* Exercise prompt: Word for word, give again the lines of the material below, from the one holding "point_to finds the alloy" to the last, with nothing added.

* Provided records:

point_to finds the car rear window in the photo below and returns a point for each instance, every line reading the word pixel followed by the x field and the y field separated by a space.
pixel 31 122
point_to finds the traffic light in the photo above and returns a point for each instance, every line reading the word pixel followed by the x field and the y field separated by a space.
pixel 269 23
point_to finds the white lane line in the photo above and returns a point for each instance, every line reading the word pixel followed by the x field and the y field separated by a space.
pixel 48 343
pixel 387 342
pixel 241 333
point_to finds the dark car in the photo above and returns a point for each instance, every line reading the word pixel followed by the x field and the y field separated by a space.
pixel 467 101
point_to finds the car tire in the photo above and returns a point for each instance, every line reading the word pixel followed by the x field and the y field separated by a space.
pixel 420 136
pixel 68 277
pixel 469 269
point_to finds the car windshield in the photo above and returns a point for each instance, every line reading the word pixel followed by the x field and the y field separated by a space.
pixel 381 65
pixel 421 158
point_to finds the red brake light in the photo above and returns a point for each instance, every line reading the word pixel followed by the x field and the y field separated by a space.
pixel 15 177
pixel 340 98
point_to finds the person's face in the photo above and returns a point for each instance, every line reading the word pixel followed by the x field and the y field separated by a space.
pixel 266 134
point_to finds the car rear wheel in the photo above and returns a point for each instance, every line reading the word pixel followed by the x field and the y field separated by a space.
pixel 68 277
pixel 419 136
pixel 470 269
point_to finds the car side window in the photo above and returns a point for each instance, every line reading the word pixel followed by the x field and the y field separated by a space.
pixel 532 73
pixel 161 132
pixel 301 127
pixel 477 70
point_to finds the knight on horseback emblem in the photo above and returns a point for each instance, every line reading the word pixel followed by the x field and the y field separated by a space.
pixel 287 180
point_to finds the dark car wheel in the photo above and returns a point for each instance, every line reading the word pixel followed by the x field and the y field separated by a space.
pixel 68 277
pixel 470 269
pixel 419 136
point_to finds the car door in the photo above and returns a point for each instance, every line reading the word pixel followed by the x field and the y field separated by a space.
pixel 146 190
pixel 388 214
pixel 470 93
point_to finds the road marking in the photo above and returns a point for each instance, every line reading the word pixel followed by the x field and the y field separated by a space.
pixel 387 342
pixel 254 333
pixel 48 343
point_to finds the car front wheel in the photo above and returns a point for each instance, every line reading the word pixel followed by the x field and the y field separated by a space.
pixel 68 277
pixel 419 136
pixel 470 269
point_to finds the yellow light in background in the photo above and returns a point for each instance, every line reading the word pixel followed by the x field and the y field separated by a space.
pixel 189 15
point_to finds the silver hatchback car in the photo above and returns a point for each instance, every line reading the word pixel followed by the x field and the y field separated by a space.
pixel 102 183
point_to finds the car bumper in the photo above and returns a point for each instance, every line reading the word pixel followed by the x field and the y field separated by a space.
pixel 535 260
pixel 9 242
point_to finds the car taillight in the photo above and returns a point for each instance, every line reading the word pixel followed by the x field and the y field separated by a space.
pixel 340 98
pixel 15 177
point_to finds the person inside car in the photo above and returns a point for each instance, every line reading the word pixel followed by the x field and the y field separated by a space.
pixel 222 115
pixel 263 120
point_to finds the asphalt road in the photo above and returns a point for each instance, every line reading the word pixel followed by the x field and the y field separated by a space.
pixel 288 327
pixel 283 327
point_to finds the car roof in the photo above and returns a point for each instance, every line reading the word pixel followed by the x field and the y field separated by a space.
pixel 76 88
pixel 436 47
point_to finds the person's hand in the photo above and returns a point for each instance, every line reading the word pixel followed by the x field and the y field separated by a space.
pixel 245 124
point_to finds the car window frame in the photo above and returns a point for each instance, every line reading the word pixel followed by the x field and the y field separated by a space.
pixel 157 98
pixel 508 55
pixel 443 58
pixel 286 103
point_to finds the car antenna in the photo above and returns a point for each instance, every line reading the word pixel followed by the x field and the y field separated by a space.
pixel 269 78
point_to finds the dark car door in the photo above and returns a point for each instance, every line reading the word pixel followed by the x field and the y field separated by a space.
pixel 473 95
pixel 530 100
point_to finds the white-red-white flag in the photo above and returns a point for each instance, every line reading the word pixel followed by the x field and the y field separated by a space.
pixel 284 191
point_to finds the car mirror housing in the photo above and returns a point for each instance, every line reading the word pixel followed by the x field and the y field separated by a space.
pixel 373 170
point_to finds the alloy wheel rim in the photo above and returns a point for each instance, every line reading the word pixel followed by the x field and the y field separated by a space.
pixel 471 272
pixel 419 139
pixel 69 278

* Response to this exercise:
point_to finds the alloy wheel rim in the photo above and returns a point for each instance, every line reading the word pixel followed by the x field and the y field separated by a space.
pixel 471 272
pixel 419 139
pixel 69 278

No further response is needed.